**TEXT FOR ANALYSIS**
[Start of Attachment]
Elbert Munson, now 97, served his country as a sergeant in the US Marine Corps from 1942 to 1946 during World War II.
He grew up in Little Rock, Arkansas, and helped with the family store until he was drafted at age 18. “June 12, 1942…my daddy took me to the station with my mother and six brothers and sisters…..it was very emotional but I didn’t want my siblings to see their oldest brother cry,” he remembered. Sergeant Munson did his basic training at Parris Island, then underwent further training.
He landed along with US forces on the island of Saipan on June 15, 1944. “Jesus, was it hot…humid…mosquitoes at night…had to be careful at night though, if a mosquito was gnawing on you, you couldn’t make any quick movements…give your goddamn position away to [enemy] snipers” he recalled. “We needed to take that goddamn island…it was around 1,500 miles from Tokyo…we had to send ships back to Hawaii over 4,000 miles away to get supplies.
“I was on cave patrol…we’d heard what the [enemy] did to the civilians there…raped women and children…beheaded the men…I came across a 12-year-old girl hiding in a cave…scared to death, was shaking terribly…she’d been raped by 10 [enemy] soldiers…there was blood…I got our medic to take care of her…never forget that sight for as long as I live.”
[End of Attachment]
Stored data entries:
[Start of Attachment]
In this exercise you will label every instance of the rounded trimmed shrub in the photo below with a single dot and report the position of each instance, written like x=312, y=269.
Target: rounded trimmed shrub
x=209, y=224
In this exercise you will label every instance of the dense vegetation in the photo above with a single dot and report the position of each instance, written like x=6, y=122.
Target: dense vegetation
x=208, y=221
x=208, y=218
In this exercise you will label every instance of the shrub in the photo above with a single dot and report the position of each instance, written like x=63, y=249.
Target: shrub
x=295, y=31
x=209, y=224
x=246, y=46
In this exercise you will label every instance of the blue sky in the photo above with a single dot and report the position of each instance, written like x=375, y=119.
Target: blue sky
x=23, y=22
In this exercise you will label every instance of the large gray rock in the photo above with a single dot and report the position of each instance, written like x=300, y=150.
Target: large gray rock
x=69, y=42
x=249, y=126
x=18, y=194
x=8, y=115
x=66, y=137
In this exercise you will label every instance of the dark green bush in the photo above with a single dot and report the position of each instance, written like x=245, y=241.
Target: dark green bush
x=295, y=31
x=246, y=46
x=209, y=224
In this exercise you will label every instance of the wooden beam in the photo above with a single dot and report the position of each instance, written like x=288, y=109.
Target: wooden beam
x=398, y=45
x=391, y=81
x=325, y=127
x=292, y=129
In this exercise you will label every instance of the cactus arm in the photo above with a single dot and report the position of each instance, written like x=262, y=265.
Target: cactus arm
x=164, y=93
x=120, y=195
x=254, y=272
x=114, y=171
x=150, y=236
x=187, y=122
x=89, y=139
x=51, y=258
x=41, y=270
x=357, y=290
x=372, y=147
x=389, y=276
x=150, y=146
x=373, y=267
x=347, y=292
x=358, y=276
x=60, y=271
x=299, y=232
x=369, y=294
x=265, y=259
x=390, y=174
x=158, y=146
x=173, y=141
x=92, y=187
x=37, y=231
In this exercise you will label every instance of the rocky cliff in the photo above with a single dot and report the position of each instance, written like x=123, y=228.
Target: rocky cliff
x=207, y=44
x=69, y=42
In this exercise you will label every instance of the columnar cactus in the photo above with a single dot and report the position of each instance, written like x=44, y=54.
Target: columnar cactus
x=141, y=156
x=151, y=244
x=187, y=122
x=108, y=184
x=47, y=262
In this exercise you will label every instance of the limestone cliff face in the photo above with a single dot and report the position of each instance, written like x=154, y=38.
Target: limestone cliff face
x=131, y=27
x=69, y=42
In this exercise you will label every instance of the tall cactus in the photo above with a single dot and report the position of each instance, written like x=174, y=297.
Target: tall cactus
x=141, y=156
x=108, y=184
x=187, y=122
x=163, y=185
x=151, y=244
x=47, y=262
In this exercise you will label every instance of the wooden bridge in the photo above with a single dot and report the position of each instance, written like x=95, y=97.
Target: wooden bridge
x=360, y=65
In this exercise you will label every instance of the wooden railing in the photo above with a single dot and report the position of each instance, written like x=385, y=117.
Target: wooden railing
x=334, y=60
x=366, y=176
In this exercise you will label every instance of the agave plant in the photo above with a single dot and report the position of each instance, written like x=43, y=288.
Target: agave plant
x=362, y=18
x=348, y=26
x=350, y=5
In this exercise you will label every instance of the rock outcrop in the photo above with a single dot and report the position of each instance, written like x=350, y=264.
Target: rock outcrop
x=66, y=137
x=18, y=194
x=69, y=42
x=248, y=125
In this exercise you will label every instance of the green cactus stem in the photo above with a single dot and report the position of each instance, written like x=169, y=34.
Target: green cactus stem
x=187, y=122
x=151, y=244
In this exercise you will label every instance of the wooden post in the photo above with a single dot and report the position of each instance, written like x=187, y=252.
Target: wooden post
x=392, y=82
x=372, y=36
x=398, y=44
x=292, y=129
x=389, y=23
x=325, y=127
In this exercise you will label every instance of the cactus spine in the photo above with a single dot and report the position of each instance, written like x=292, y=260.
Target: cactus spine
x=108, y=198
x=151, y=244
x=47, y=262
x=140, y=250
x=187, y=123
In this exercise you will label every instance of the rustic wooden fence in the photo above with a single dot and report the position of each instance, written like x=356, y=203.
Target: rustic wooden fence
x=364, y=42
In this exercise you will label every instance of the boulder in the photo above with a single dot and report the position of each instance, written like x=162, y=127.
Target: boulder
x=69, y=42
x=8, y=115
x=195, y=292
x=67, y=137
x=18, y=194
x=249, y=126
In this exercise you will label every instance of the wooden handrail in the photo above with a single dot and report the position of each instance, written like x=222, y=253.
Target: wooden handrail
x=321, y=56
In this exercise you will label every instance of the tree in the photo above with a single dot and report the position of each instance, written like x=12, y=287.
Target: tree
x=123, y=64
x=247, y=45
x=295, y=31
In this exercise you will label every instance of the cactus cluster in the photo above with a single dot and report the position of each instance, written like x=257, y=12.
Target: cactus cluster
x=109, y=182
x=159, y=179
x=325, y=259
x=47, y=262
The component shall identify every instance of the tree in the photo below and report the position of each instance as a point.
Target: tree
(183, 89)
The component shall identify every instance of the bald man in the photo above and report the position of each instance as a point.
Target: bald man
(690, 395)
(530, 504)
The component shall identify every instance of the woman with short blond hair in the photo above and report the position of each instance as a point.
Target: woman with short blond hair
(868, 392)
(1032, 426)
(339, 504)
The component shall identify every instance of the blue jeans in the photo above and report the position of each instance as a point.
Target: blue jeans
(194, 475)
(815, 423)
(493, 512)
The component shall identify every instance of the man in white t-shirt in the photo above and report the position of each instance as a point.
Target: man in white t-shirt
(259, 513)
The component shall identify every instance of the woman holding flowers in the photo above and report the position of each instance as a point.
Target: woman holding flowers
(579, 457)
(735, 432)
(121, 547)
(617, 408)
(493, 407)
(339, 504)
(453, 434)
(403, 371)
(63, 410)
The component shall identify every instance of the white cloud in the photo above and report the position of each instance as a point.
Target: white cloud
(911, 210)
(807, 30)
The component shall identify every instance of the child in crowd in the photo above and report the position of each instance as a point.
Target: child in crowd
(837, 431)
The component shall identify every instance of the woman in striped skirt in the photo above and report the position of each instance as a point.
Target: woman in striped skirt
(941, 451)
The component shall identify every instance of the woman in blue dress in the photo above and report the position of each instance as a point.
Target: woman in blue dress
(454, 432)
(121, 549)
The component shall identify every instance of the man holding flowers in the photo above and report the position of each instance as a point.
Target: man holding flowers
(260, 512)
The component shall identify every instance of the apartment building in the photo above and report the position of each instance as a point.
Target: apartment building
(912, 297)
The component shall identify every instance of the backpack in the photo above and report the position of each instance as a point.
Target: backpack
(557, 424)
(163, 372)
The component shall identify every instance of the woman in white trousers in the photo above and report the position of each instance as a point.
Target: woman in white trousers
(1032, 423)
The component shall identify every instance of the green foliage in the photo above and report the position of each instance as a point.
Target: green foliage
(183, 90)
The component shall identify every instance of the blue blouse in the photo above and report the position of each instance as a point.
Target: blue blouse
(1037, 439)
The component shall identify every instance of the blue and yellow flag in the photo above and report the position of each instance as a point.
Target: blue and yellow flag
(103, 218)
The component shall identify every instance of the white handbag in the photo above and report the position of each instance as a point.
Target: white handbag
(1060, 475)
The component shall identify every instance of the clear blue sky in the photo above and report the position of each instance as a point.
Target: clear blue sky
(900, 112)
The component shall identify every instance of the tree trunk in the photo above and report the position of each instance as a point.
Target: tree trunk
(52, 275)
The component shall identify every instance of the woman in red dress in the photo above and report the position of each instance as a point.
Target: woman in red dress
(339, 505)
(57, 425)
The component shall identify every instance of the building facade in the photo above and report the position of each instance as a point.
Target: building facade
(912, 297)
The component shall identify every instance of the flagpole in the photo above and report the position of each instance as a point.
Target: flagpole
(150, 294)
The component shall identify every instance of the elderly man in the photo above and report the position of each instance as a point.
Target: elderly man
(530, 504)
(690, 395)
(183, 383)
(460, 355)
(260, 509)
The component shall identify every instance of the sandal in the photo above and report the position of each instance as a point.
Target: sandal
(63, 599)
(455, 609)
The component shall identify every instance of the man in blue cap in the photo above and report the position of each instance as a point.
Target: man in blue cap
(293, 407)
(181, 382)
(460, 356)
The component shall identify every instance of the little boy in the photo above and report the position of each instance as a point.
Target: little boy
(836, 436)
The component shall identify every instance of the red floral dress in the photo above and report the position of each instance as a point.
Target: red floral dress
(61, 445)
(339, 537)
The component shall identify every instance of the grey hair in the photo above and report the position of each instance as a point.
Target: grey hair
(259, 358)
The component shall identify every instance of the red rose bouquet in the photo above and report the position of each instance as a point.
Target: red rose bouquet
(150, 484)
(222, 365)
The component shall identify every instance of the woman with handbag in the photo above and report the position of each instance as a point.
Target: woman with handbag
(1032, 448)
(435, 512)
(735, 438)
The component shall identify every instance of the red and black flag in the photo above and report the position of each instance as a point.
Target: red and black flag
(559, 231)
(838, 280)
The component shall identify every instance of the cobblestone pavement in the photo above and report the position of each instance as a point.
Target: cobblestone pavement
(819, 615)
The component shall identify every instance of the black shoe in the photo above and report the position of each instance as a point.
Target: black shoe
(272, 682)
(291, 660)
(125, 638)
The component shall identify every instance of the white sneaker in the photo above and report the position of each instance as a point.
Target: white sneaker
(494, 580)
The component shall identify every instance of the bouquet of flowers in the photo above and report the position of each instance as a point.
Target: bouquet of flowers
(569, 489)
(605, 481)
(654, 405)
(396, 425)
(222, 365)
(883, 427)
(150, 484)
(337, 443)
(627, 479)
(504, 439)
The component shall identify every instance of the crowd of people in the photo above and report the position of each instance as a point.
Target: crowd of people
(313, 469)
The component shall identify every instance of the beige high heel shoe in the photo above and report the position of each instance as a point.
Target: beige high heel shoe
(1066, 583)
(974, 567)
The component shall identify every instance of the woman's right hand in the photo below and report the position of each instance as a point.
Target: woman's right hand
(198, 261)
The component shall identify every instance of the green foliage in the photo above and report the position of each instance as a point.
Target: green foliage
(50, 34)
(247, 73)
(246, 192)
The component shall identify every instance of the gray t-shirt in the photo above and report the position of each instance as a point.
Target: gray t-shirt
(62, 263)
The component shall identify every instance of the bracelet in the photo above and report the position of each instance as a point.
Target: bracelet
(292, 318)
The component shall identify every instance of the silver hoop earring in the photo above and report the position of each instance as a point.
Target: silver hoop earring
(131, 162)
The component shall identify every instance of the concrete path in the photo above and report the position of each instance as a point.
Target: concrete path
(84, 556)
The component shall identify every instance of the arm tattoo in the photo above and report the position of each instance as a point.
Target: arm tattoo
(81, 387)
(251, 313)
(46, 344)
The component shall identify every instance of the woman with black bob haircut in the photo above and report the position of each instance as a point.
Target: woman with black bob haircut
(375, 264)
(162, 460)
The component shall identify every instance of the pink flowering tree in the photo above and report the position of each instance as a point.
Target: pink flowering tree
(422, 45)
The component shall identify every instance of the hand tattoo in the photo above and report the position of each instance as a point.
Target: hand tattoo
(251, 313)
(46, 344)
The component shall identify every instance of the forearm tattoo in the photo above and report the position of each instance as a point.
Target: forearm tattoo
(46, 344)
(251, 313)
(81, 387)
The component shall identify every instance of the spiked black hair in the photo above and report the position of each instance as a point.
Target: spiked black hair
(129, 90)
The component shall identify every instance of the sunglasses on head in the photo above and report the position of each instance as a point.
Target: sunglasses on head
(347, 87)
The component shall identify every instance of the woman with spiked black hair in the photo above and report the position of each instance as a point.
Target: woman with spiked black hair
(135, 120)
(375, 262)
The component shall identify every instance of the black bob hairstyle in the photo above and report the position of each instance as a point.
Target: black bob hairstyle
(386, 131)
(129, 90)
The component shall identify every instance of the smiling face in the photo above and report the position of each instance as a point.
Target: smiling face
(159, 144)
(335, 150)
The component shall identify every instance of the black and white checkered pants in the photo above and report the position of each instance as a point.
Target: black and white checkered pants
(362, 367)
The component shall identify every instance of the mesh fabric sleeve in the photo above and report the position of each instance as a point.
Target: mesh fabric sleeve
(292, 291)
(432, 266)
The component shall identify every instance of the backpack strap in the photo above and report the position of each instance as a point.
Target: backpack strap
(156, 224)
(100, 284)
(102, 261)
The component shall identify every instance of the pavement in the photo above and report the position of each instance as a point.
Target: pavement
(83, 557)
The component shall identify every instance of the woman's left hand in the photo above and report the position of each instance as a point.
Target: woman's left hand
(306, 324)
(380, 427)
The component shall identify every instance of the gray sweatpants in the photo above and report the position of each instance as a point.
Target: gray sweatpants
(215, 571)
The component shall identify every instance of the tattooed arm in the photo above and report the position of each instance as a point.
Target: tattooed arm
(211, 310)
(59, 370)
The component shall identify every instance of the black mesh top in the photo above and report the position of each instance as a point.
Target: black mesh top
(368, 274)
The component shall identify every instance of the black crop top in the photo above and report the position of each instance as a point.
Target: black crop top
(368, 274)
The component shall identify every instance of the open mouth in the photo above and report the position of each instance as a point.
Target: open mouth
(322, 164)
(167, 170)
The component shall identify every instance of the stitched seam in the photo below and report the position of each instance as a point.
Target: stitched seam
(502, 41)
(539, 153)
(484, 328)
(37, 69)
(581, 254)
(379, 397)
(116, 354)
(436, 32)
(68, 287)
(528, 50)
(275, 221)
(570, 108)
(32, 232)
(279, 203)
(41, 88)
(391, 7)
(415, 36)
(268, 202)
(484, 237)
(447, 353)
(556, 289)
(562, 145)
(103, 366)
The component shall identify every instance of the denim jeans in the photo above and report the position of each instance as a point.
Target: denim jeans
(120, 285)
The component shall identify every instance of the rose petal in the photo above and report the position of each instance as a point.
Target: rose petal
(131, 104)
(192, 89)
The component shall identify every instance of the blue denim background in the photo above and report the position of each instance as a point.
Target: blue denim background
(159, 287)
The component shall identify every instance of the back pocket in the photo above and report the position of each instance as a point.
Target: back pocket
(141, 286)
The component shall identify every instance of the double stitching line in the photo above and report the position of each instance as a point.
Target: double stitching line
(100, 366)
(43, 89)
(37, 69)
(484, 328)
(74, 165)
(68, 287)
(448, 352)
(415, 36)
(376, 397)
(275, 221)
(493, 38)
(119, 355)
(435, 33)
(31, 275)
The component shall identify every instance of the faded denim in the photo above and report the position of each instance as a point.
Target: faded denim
[End of Attachment]
**PROBLEMS TO SOLVE**
**a)** Reproduce the passage of the account of Elbert Munson's wartime service from "He grew up in" to "to get supplies.".
**b)** Extend the account of Elbert Munson's service in World War II, picking up after its final sentence.

**RESPONSES PER TASK**
**a)**
He grew up in Little Rock, Arkansas, and helped with the family store until he was drafted at age 18. “June 12, 1942…my daddy took me to the station with my mother and six brothers and sisters…..it was very emotional but I didn’t want my siblings to see their oldest brother cry,” he remembered. Sergeant Munson did his basic training at Parris Island, then underwent further training.
He landed along with US forces on the island of Saipan on June 15, 1944. “Jesus, was it hot…humid…mosquitoes at night…had to be careful at night though, if a mosquito was gnawing on you, you couldn’t make any quick movements…give your goddamn position away to [enemy] snipers” he recalled. “We needed to take that goddamn island…it was around 1,500 miles from Tokyo…we had to send ships back to Hawaii over 4,000 miles away to get supplies.

**b)**
Asked if there was any entertainment he said, “Nah, not too much…we got to listen to that (unprintable) Tokyo Rose…telling us how bad we were doing and to surrender right away…told my guys never let her get to you…all goddamn [enemy] propaganda.”
As for the holidays, “Well, they were tough but you really didn’t think about it…couldn’t think about it…you never wanted to let your mind wander…would get you killed…missed my family a great deal,” he said.
Sergeant Munson was awarded the Purple Heart but dismissed it as quickly as it was brought up. “Too many guys didn’t come back…had several that were under my command…so goddamn tough when you have to write a letter to a young boy’s parents telling them their son is never coming home…I wrote every letter,” he said.
He lives alone in Mashpee but is checked on regularly by family and friends.
Sergeant Elbert Munson, thank you for your service to our great country.